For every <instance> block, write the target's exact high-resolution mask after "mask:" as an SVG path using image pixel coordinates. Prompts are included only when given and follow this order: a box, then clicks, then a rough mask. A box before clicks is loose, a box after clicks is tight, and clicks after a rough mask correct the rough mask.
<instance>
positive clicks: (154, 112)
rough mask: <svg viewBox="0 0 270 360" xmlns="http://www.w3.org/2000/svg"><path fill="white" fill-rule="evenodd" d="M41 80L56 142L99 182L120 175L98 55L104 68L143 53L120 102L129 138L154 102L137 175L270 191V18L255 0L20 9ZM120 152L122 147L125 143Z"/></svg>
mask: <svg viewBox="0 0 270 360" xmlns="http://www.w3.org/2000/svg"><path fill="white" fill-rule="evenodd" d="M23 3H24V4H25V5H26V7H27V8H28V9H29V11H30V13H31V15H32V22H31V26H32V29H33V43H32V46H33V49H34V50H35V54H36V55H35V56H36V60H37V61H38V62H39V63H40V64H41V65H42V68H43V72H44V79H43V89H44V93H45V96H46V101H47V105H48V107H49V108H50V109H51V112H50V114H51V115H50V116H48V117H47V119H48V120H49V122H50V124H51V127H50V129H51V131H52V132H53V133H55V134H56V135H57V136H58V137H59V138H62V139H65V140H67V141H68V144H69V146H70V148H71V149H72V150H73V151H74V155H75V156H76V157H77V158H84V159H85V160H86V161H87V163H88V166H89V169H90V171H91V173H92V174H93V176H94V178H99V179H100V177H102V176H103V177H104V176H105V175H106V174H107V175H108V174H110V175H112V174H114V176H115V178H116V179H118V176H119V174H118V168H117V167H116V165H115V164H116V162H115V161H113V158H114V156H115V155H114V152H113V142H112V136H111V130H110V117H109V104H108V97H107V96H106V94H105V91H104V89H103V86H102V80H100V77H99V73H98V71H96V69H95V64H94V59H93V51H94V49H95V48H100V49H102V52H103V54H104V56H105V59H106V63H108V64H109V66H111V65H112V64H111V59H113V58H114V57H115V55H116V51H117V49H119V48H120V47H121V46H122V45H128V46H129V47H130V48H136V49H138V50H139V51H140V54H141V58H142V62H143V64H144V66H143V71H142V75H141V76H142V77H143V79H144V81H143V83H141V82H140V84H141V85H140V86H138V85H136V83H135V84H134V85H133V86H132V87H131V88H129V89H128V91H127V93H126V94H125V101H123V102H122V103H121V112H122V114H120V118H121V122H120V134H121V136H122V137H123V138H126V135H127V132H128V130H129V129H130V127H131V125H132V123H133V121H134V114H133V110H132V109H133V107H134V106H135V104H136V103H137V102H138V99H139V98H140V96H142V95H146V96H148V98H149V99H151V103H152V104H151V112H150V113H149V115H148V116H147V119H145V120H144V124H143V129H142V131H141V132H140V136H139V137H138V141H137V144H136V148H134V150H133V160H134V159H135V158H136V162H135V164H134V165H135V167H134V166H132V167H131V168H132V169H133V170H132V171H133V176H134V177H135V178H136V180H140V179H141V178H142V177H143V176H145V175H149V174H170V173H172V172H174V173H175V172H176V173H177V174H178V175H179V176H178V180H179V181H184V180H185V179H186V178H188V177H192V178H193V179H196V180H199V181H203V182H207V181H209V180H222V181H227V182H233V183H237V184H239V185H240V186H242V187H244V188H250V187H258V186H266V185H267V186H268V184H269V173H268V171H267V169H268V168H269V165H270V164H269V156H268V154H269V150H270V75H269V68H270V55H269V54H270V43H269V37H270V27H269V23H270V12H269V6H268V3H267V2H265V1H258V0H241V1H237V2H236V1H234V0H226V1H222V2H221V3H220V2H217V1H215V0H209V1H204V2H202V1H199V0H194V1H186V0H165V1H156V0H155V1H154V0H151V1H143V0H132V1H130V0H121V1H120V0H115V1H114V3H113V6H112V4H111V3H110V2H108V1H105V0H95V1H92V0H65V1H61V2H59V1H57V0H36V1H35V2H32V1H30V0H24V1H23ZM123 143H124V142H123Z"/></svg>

------------------------------------

◆ **WHAT TO DO**
Beginning with the first line above, transcribe all of the data exactly.

◆ **ANSWER FOR THE TASK**
For every <instance> block, write the target's exact high-resolution mask after "mask:" as an SVG path using image pixel coordinates. Prompts are included only when given and follow this order: a box, then clicks, then a rough mask. A box before clicks is loose, a box after clicks is tight, and clicks after a rough mask correct the rough mask.
<instance>
positive clicks: (154, 112)
rough mask: <svg viewBox="0 0 270 360" xmlns="http://www.w3.org/2000/svg"><path fill="white" fill-rule="evenodd" d="M41 80L56 142L99 182L120 175L98 55L104 68L143 53L120 102L129 138L154 102L137 175L270 191V18L255 0L20 9ZM120 152L122 147L125 143Z"/></svg>
mask: <svg viewBox="0 0 270 360" xmlns="http://www.w3.org/2000/svg"><path fill="white" fill-rule="evenodd" d="M23 3H24V4H25V5H26V7H27V8H28V9H29V11H30V13H31V15H32V22H31V26H32V29H33V43H32V46H33V49H34V50H35V54H36V55H35V56H36V60H37V61H38V62H39V63H40V64H41V65H42V68H43V72H44V79H43V89H44V93H45V96H46V101H47V105H48V107H49V108H50V109H51V112H50V114H51V115H50V116H48V117H47V119H48V120H49V122H50V124H51V127H50V129H51V131H52V132H53V133H55V134H56V135H57V136H58V137H59V138H62V139H65V140H67V141H68V144H69V146H70V148H71V149H72V150H73V151H74V155H75V156H76V157H77V158H84V159H85V160H86V161H87V163H88V166H89V169H90V171H91V173H92V174H93V176H94V178H99V179H100V177H102V176H103V177H104V176H105V175H106V174H107V175H108V174H110V175H112V174H114V176H115V178H116V179H118V176H119V174H118V168H117V167H116V165H115V164H116V162H115V161H113V158H114V156H115V155H114V152H113V142H112V136H111V130H110V117H109V104H108V97H107V96H106V94H105V91H104V89H103V86H102V80H100V77H99V73H98V71H96V69H95V64H94V59H93V51H94V49H95V48H100V49H102V52H103V54H104V56H105V59H106V63H108V64H109V66H111V65H112V64H111V59H113V58H114V57H115V55H116V51H117V49H119V48H120V47H121V46H122V45H128V46H129V47H130V48H136V49H138V50H139V51H140V54H141V58H142V62H143V64H144V66H143V71H142V75H141V76H142V77H143V79H144V81H143V83H141V82H140V84H141V85H140V86H138V85H136V83H135V84H134V85H133V86H132V87H131V88H129V89H128V91H127V93H126V94H125V101H123V102H122V103H121V112H122V114H120V118H121V122H120V134H121V136H122V137H123V138H126V135H127V132H128V130H129V129H130V127H131V125H132V123H133V121H134V114H133V110H132V109H133V107H134V106H135V104H136V103H137V102H138V99H139V98H140V96H142V95H146V96H148V98H149V99H151V103H152V104H151V112H150V113H149V115H148V116H147V119H145V120H144V124H143V129H142V131H141V132H140V136H139V137H138V141H137V144H136V148H134V150H133V160H134V159H135V158H136V162H135V164H134V165H135V167H134V166H132V167H131V168H132V169H133V170H132V171H133V176H134V177H135V178H136V180H140V179H141V178H142V177H143V176H145V175H149V174H170V173H172V172H174V173H175V172H176V173H177V174H178V175H179V176H178V180H179V181H184V180H185V179H186V178H188V177H192V178H193V179H196V180H199V181H203V182H207V181H209V180H222V181H227V182H233V183H237V184H239V185H240V186H242V187H244V188H250V187H258V186H266V185H267V186H268V184H269V173H268V171H267V169H268V168H269V165H270V164H269V156H268V154H269V150H270V75H269V68H270V55H269V54H270V43H269V37H270V27H269V23H270V12H269V6H268V3H267V2H265V1H258V0H241V1H237V2H236V1H234V0H226V1H222V2H221V3H220V2H217V1H215V0H209V1H204V2H202V1H199V0H194V1H186V0H165V1H156V0H155V1H154V0H151V1H143V0H132V1H130V0H121V1H120V0H115V1H114V3H113V6H112V4H111V3H110V2H108V1H105V0H95V1H92V0H65V1H61V2H59V1H57V0H36V1H35V2H32V1H30V0H24V1H23ZM123 143H124V142H123Z"/></svg>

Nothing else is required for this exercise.